Stored entries.
Segment Open
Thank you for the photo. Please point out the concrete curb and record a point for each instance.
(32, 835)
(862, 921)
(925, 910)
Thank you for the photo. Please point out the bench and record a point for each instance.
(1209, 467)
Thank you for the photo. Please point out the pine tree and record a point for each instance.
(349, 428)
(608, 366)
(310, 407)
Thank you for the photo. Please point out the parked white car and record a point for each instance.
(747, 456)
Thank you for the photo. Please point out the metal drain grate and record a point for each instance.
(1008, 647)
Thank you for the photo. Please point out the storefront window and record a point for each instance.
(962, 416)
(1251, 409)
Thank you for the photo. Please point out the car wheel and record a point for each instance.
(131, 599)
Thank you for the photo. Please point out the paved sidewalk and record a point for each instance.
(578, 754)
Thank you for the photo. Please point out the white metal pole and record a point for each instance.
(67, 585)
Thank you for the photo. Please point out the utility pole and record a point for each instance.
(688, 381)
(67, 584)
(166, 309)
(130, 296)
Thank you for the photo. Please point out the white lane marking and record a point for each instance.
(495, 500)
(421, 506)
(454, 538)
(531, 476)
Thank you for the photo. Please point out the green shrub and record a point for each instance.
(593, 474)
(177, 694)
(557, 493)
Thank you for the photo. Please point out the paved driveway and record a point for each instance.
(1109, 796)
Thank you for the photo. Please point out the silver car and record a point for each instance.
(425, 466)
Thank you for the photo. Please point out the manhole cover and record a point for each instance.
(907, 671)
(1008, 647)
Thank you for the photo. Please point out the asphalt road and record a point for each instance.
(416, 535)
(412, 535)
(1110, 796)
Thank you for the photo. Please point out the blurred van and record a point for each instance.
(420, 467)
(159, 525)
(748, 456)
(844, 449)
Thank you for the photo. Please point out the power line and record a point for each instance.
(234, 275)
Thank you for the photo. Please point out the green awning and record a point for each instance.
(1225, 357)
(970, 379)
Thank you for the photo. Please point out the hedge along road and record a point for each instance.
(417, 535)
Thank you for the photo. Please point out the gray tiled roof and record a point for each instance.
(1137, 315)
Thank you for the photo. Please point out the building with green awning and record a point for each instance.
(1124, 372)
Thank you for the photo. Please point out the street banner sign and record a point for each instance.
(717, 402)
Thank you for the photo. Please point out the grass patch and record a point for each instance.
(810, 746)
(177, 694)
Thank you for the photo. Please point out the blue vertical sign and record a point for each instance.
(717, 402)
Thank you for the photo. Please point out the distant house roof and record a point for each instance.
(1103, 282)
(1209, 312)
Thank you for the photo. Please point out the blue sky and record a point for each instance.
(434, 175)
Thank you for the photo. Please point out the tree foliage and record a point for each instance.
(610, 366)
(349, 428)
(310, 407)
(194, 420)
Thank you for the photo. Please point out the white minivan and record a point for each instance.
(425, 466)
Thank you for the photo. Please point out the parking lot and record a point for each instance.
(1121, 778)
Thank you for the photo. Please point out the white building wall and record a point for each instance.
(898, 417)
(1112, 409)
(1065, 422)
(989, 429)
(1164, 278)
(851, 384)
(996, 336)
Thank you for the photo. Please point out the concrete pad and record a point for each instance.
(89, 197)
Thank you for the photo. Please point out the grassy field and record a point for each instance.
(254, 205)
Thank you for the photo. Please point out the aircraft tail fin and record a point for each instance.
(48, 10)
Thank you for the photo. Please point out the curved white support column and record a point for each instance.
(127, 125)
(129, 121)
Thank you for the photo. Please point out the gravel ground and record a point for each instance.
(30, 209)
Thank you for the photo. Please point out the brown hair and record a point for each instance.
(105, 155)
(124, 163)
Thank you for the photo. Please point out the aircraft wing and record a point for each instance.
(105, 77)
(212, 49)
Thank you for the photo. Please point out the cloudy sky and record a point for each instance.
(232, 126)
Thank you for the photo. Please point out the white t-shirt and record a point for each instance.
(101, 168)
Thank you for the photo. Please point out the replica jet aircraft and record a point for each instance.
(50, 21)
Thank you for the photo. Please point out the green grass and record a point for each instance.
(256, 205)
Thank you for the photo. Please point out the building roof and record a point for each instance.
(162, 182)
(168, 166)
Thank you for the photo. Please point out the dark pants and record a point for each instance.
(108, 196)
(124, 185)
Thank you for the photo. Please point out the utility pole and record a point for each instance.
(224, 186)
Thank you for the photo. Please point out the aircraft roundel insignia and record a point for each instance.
Segment Closed
WORK TO COMPLETE. Type out the entries once more, precisely.

FINAL ANSWER.
Thank you for the photo. Please point out the concrete curb and record a point for each instance.
(32, 835)
(862, 921)
(925, 910)
Thank you for the photo. Please point out the bench and record a point for each instance.
(1209, 467)
Thank you for the photo. Please point out the pine tree and record a point for each instance.
(349, 428)
(608, 366)
(310, 407)
Thank you for the photo. Please point out the parked white car and record a point for each instance.
(747, 456)
Thank you for the photo. Please point out the metal drain grate and record a point for each instance.
(1008, 647)
Thank you for the photo. Please point out the storefront window and record a point for each instance.
(962, 416)
(1251, 409)
Thank you for the photo. Please point out the car wheel and record a point for each instance.
(131, 599)
Thank you for the photo. Please point out the paved sidewalk and record a point for each instance.
(578, 754)
Thank you for the photo. Please point out the white metal pole and record a point for each instance.
(67, 585)
Thank you for the photo. Please point out the utility pole and record a point for each instance.
(688, 381)
(67, 584)
(166, 309)
(130, 296)
Thank you for the photo. Please point out the white lane marking and record a point for each instance.
(495, 500)
(421, 506)
(454, 538)
(531, 476)
Thank you for the photo. Please point out the green shrub and record a point for each instance.
(593, 474)
(177, 694)
(557, 493)
Thank you for the photo. Please point out the paved driveway and record a point for each instance.
(1109, 796)
Thank you for the photo. Please point out the silver car and record a point for each instance.
(425, 466)
Thank you for the photo. Please point out the manhole cover and record a point for each instance.
(907, 671)
(1008, 647)
Thank you for the photo. Please point out the asphalt road and record a point for each instance.
(416, 535)
(412, 535)
(1110, 796)
Thank you for the photo. Please point out the blurred van and record a point for each instance.
(420, 467)
(159, 525)
(748, 456)
(844, 449)
Thank you for the photo. Please point out the power line and record a point for each instance.
(234, 275)
Thank you for the photo. Please point out the green awning and record a point for each instance.
(1225, 357)
(970, 379)
Thank you for the photo. Please point out the hedge along road and record a point for each instance.
(417, 535)
Thank you for the photo. Please point out the gray tiled roof and record a point for each instance.
(1137, 315)
Thank you for the photo. Please point out the building with green awning and record a point for each instance.
(1124, 372)
Thank you for the photo. Please point out the street banner sign and record a point for each instance.
(717, 402)
Thank you for the photo. Please point out the grass patch and record a point for each instance.
(810, 746)
(177, 694)
Thank you for the photo. Please point out the blue vertical sign and record a point for each instance.
(717, 402)
Thank you for the photo. Please point out the distant house roof and record a point for each instance.
(1103, 282)
(1209, 312)
Thank you for the photo. Please point out the blue sky and record a point for each instance.
(434, 175)
Thank you for the photo. Please point out the tree foliage and record a point for each instance.
(610, 366)
(349, 428)
(310, 407)
(194, 420)
Thank you for the photo. Please point out the white minivan and record a point for each instance.
(425, 466)
Thank you for the photo. Please point out the parking lot and record a point for each instance.
(1121, 778)
Thank you for the photo. Please point out the white building wall and record a point for each instance.
(898, 417)
(1112, 409)
(1065, 422)
(989, 429)
(1164, 278)
(851, 384)
(996, 336)
Thank you for the photo. Please point out the concrete pad and record a point for each instance.
(89, 197)
Thank you for the photo. Please point out the grassy field and record a point for each instance.
(254, 205)
Thank you for the photo. Please point out the aircraft tail fin and record a point for each instance.
(48, 10)
Thank you for the photo. Please point out the curved white support column and record a point for each instance.
(127, 125)
(129, 121)
Thank you for the photo. Please point out the gravel ground and record a point for each instance.
(30, 209)
Thank you for the photo. Please point out the brown hair and record a point for each instance.
(105, 155)
(124, 163)
Thank you for the photo. Please point out the aircraft wing and record a point for each instance.
(105, 77)
(212, 49)
Thank you for the photo. Please point out the cloudy sky and record a point for each instance.
(232, 126)
Thank you for the photo. Please point out the white t-shirt and record a point for each instance.
(101, 168)
Thank you for the photo. Please point out the replica jet aircraft and record a point for each instance.
(50, 21)
Thank you for the photo. Please point out the green grass and record a point for each instance.
(256, 205)
Thank you for the photo. Please point out the building roof and record a point for each instance.
(162, 182)
(168, 166)
Thank you for the photo. Please point out the dark pants and record a point for each instance.
(108, 196)
(124, 185)
Thank you for the photo. Please point out the utility pole and record a point for each instance.
(224, 186)
Thank you for the photo. Please point out the aircraft roundel insignia and record a point for each instance.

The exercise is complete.